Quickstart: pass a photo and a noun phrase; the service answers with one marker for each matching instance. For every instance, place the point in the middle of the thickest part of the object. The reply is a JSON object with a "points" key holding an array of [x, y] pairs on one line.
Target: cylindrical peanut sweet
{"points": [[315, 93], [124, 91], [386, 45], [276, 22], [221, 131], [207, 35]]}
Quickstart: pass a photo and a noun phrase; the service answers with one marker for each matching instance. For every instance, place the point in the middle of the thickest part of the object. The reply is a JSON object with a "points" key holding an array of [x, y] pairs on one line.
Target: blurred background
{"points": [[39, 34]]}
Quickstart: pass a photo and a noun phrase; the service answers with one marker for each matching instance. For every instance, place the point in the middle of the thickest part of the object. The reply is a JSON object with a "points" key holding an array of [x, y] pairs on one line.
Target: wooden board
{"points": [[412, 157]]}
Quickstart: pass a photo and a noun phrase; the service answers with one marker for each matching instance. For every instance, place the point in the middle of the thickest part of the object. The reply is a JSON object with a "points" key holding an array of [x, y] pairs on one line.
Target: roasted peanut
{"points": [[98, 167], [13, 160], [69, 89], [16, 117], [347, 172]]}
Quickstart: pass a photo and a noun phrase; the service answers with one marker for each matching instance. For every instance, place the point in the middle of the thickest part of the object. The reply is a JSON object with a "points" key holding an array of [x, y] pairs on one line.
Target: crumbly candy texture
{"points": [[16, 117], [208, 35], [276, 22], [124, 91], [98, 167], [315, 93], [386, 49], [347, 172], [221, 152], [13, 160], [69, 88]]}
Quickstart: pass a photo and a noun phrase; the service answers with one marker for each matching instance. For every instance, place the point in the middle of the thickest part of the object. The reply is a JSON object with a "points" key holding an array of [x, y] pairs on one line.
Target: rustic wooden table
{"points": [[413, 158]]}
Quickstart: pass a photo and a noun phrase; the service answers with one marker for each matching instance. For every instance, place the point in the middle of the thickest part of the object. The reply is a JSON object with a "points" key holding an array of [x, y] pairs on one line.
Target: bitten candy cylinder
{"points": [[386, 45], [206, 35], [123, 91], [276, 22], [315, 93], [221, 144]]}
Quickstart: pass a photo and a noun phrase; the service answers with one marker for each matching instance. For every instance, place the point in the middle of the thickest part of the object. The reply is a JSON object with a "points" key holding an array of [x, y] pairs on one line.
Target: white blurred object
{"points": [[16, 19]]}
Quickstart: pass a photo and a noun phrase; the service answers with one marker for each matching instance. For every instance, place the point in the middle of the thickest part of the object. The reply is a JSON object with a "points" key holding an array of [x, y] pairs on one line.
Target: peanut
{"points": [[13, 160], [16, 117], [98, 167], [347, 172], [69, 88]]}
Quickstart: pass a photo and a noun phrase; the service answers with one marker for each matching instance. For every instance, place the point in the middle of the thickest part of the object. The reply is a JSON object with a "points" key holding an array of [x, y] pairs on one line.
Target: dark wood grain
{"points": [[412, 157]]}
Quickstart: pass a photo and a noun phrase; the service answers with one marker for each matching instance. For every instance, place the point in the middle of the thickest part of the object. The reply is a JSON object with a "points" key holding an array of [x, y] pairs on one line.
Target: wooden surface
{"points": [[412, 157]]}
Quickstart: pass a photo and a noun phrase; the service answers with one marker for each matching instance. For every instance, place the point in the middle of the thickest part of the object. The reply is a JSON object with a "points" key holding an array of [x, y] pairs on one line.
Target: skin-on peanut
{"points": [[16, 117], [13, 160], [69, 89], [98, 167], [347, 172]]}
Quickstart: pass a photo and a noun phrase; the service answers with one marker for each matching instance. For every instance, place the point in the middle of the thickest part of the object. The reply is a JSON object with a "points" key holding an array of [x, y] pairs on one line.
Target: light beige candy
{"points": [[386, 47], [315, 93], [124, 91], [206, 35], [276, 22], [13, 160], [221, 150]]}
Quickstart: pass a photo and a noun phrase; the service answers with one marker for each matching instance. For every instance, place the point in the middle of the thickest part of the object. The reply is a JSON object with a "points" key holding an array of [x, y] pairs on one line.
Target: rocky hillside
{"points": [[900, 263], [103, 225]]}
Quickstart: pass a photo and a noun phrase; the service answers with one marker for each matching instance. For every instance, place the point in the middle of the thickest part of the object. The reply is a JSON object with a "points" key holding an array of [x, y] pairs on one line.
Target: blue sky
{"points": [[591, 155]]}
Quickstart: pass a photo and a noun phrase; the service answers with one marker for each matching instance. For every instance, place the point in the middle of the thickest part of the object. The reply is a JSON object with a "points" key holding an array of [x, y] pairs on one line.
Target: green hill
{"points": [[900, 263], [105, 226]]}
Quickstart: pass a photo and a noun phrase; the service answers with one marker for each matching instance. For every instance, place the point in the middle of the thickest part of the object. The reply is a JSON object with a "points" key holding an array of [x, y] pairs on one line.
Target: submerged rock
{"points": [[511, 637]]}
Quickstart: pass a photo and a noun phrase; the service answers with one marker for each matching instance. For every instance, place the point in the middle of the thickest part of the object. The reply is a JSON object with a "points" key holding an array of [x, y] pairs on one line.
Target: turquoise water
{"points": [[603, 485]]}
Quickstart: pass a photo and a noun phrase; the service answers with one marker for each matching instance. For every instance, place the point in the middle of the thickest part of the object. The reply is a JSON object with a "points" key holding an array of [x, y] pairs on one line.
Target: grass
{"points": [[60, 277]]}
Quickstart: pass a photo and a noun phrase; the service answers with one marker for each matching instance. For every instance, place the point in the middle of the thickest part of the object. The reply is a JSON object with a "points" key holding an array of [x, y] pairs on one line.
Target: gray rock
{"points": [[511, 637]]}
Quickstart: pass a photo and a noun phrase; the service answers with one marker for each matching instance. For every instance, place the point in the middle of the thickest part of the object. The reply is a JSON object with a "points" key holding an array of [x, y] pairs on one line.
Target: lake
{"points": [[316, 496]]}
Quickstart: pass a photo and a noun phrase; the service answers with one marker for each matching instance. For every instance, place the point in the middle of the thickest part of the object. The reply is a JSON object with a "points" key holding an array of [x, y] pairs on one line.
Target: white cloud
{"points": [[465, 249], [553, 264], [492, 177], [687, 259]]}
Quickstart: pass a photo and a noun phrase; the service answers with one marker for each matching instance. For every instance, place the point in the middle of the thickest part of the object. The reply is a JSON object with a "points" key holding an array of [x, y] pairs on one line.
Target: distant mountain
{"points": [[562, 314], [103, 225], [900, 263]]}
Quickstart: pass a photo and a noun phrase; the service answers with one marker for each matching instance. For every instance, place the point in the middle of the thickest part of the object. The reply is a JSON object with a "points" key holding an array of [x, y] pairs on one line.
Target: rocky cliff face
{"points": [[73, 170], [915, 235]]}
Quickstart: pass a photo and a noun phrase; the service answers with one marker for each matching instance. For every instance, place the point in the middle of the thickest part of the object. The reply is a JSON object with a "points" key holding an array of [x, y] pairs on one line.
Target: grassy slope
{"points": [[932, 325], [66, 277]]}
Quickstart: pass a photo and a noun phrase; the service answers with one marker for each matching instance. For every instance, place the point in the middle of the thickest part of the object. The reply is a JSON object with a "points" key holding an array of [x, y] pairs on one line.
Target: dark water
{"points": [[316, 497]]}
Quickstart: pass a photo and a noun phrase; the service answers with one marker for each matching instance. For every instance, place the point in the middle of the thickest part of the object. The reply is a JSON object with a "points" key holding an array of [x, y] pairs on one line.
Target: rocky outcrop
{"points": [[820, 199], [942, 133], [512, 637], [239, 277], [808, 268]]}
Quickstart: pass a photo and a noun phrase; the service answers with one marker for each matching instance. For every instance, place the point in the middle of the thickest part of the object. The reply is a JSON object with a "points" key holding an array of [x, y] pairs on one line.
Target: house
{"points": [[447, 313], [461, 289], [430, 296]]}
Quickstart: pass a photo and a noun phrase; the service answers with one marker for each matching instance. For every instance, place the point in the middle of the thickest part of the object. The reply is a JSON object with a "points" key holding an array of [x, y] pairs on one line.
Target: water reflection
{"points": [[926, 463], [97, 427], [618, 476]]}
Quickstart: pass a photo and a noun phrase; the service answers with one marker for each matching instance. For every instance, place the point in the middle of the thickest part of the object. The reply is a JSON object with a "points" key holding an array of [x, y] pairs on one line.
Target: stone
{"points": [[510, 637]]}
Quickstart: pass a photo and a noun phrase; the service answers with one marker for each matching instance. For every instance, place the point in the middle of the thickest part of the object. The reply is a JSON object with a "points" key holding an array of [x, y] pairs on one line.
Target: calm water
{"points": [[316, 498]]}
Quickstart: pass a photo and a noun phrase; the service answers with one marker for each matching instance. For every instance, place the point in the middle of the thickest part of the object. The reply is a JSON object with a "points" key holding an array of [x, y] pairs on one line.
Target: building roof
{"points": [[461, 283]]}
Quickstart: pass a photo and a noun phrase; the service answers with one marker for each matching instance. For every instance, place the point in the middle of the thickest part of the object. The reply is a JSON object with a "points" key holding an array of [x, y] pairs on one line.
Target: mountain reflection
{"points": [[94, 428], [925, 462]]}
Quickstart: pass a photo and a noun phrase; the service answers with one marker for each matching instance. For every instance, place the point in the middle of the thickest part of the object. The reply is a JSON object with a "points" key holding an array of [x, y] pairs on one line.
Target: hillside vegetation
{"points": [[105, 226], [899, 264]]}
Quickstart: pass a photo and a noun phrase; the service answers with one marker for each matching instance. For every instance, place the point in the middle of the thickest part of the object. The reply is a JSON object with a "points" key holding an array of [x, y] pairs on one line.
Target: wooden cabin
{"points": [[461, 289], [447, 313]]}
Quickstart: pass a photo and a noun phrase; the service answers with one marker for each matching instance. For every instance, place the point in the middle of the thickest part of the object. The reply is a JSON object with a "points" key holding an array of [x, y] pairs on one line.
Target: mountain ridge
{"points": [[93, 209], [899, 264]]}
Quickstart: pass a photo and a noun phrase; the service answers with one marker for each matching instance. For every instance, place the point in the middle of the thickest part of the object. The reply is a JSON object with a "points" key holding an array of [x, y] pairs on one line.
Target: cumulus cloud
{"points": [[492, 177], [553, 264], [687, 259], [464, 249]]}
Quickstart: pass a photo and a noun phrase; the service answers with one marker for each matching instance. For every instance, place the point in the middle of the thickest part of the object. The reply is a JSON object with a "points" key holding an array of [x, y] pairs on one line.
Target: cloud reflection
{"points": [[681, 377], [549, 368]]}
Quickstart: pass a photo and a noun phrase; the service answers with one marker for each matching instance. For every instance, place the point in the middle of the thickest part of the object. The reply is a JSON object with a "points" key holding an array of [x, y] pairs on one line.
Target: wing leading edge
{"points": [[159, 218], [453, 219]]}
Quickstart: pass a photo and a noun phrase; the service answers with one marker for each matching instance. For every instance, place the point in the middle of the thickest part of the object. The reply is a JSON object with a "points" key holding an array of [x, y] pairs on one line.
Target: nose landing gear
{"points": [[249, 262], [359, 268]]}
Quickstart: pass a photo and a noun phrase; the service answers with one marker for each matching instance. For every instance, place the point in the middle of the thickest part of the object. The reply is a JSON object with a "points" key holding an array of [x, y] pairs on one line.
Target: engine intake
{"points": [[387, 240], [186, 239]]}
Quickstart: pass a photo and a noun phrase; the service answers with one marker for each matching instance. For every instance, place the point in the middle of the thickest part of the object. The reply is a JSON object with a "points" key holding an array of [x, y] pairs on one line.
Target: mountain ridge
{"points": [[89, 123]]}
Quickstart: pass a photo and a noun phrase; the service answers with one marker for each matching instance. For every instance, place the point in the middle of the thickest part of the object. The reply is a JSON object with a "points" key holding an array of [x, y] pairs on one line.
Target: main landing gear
-- -- --
→ **Exercise details**
Copy out the stretch from the start of the records through the line containing "Target: cylindrical peanut sweet", reproducing each line unchanged.

→ **Result of this task**
Quickstart: pass a photo and a noun phrase; the service answers with one marker for each matching instance. For every instance, place the point in the middle of the thickest part of the object. The reply is a JSON object with a "points" key holding an array of [x, y] pairs on one line.
Target: cylindrical peanut sweet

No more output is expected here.